-- BEGIN Text shown --
Step by step solution

01

Introduction to Orientable Surfaces

An orientable surface is a surface that has two distinct sides, often referred to as the "front" and "back" sides. On an orientable surface, if you start on one side and move around the surface, you will always end up back on the same side you started from. Mathematically, you can always define a consistent "normal" vector on an orientable surface, which points outward on one side and inward on the other side.
02

Examples of Orientable Surfaces

Examples of orientable surfaces include: spheres, cylinders, tori (the plural of a torus, which is like a donut shape), and the surface of a cube. Each of these surfaces has a clearly defined inside and outside, and a consistent normal vector that can be assigned at each point on the surface.
03

Non-orientable Surfaces

Non-orientable surfaces are surfaces that do not have distinct "front" and "back" sides. If you move around on a non-orientable surface, you can end up on the opposite "side" without crossing an edge. The most famous example of a non-orientable surface is the Mobius strip, which is a twisted strip with only one side. Another example is the Klein bottle, which is a surface that intersects itself without any boundary edges. These surfaces do not have a consistent normal vector that points outward on one side and inward on the other side at all points.
-- END Text shown --
-- BEGIN Recorded information --
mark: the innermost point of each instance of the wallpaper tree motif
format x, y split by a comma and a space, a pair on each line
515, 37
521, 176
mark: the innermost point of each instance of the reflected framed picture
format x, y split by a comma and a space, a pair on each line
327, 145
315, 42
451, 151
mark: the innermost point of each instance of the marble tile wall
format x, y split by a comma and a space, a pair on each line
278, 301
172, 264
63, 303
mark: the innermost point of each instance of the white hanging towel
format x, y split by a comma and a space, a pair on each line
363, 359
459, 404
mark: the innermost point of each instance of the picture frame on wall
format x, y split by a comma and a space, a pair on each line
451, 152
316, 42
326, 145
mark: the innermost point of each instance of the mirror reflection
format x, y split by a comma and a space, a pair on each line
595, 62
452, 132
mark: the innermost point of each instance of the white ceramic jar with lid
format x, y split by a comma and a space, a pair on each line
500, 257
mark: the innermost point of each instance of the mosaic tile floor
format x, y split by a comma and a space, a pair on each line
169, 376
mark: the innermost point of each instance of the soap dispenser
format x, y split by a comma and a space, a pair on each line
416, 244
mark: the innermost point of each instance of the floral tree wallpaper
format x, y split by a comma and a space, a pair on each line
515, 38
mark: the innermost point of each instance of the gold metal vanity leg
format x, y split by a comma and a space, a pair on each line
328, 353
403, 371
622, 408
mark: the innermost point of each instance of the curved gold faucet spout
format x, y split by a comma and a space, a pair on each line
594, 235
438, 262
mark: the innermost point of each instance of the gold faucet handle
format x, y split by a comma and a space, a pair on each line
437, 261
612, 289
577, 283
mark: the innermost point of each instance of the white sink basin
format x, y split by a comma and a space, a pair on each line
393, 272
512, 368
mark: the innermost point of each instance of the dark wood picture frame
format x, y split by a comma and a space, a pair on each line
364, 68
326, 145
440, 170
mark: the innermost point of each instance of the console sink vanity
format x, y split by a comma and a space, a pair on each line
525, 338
-- END Recorded information --
- _Exercise goal_
Extract the full step-by-step explanation of orientable and non-orientable surfaces from above, reproducing it word for word.

- _Written answer_
Step by step solution

01

Introduction to Orientable Surfaces

An orientable surface is a surface that has two distinct sides, often referred to as the "front" and "back" sides. On an orientable surface, if you start on one side and move around the surface, you will always end up back on the same side you started from. Mathematically, you can always define a consistent "normal" vector on an orientable surface, which points outward on one side and inward on the other side.
02

Examples of Orientable Surfaces

Examples of orientable surfaces include: spheres, cylinders, tori (the plural of a torus, which is like a donut shape), and the surface of a cube. Each of these surfaces has a clearly defined inside and outside, and a consistent normal vector that can be assigned at each point on the surface.
03

Non-orientable Surfaces

Non-orientable surfaces are surfaces that do not have distinct "front" and "back" sides. If you move around on a non-orientable surface, you can end up on the opposite "side" without crossing an edge. The most famous example of a non-orientable surface is the Mobius strip, which is a twisted strip with only one side. Another example is the Klein bottle, which is a surface that intersects itself without any boundary edges. These surfaces do not have a consistent normal vector that points outward on one side and inward on the other side at all points.